WHAT YOU HAVE TO DO: Leave the pictures out and reproduce, exactly, the lines from the one with "point: welded wire" through the end of the entries below.
------ DATA LISTING
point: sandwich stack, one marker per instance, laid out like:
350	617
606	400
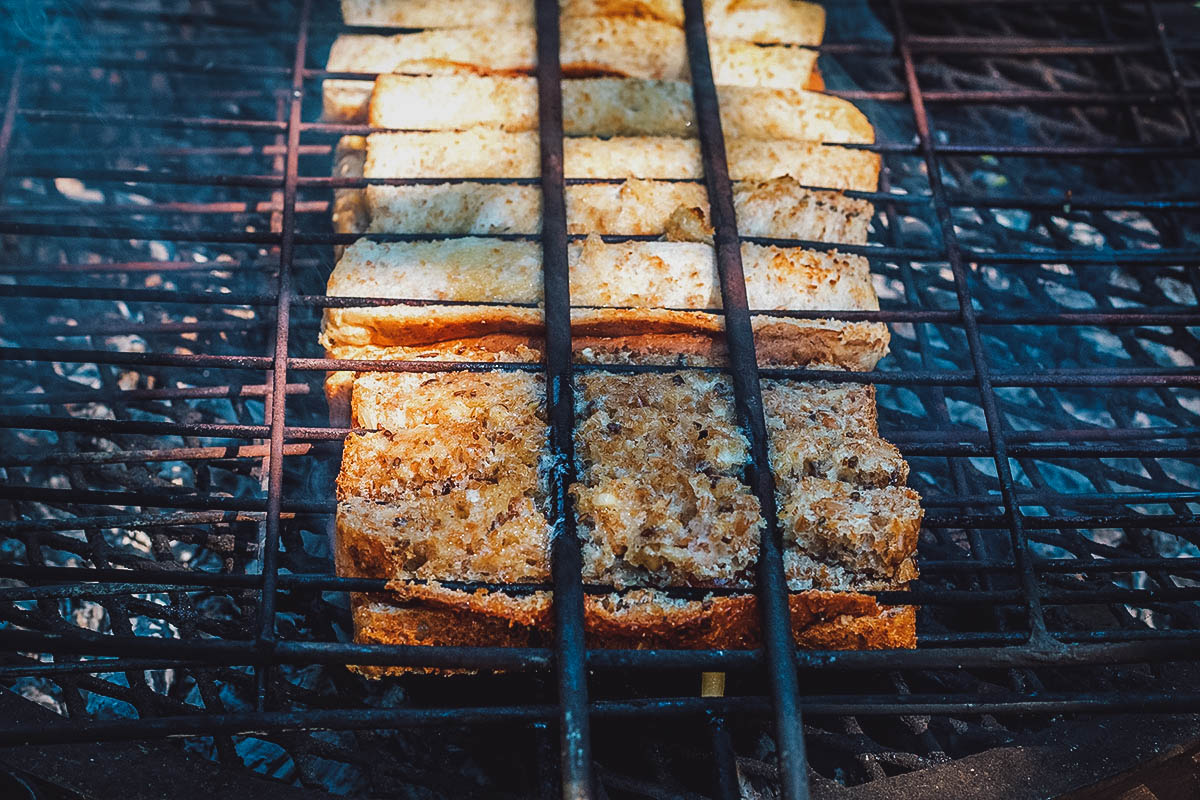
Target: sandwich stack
448	480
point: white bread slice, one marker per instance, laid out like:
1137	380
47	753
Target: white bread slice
605	107
779	208
495	154
643	274
592	46
755	20
631	288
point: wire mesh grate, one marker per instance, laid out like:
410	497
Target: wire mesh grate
1035	248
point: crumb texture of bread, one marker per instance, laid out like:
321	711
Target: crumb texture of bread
607	107
660	498
485	152
445	475
448	481
447	486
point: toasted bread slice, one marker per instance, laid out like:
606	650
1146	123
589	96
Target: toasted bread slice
606	107
591	46
480	152
756	20
659	504
447	483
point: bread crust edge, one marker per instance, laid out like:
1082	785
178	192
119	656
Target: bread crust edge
430	615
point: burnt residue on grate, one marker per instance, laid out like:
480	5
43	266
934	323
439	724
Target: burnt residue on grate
145	191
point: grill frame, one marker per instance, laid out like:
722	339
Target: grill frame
1039	647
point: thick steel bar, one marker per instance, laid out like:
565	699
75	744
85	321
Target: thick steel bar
772	585
133	395
270	553
570	662
228	453
1093	648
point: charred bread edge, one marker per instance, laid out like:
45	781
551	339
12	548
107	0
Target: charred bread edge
432	615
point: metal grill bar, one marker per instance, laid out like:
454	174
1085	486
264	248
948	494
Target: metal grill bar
570	663
772	585
270	553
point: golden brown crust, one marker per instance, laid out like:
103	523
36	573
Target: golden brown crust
640	619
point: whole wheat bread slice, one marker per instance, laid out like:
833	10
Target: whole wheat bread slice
605	107
471	423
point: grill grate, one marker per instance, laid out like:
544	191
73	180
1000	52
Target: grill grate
166	468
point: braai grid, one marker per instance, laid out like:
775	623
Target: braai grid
1039	645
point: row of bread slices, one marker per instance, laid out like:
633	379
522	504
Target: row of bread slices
448	479
635	169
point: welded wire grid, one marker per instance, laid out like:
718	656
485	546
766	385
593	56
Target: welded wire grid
168	470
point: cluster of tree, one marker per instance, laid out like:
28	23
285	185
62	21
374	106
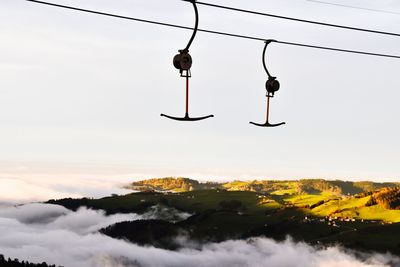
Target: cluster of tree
304	186
16	263
316	186
172	184
389	198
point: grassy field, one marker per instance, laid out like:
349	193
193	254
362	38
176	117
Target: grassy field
220	214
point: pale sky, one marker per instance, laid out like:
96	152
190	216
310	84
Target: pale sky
81	94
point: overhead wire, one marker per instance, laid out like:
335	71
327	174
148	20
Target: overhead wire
295	19
212	31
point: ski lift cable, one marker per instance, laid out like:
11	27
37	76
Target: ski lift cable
214	32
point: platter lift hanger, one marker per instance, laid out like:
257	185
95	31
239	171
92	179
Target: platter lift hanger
183	62
272	85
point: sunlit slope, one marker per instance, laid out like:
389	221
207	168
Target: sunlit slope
304	186
219	214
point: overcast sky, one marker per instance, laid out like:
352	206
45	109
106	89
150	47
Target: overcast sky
81	94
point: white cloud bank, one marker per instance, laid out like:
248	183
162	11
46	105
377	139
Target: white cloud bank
51	233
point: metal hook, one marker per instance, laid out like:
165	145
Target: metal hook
183	62
272	85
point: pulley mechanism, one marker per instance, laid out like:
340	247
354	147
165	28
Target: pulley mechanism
183	62
272	85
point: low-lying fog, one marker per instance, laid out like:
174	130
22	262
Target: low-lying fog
51	233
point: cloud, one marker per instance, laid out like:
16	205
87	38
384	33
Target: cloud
24	190
50	233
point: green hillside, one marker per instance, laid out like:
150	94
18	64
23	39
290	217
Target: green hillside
303	186
314	211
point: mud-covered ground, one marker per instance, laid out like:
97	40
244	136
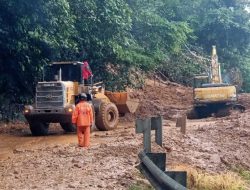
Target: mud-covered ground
------------
SOLUTION TO THIS EXERCISE:
point: welded wire grid, one marker per instance, laid out like:
718	656
485	546
766	385
593	56
Target: welded wire grid
168	470
point: cluster of tree, one marker per instance, laid out like:
28	23
285	185
62	21
374	106
Target: cluster of tree
304	186
16	263
316	186
172	184
389	198
point: grassy field, one marker per instance, laid out like:
349	193
193	254
362	38
176	117
Target: grassy field
220	214
point: pale sky, one marker per instance, laid out like:
96	152
190	216
310	84
Target: pale sky
81	94
point: overhead wire, one marker per instance, laid out like:
335	71
327	174
148	20
Target: overhead wire
295	19
212	31
point: ski lift cable, one marker per instance, laid out like:
11	27
37	76
Target: ski lift cable
214	32
point: platter lift hanger, one marker per instance, laid out like:
257	185
95	31
239	171
92	179
Target: platter lift hanger
183	62
272	85
point: sunlit slope, one marker per instance, laid out like:
389	221
207	168
Target: sunlit slope
304	186
219	214
point: overcast sky, one marker per instance, laid out like:
352	206
45	109
106	89
150	47
Target: overcast sky
81	94
point: white cloud bank, one marker per instance, laid out like:
248	183
162	11
46	105
377	139
Target: white cloud bank
51	233
point: metal hook, one marker per instance, laid out like:
165	145
Target: metal hook
183	62
272	85
point: pulley mechanism, one marker per instance, laid out like:
340	247
354	147
165	28
Target: pulley mechanism
183	62
272	85
point: low-lying fog, one marker per instance, laid out like:
174	130
22	262
Target: low-lying fog
51	233
point: cloud, one marker per instance, laid out like:
16	205
87	38
384	33
Target: cloud
24	190
50	233
point: green hillside, one marker per instance, laid out like:
150	94
18	64
23	39
290	217
Target: green hillside
303	186
314	211
point: mud-covered ground, one marker per instance, laid out like:
97	40
244	136
Target: mud-covered ground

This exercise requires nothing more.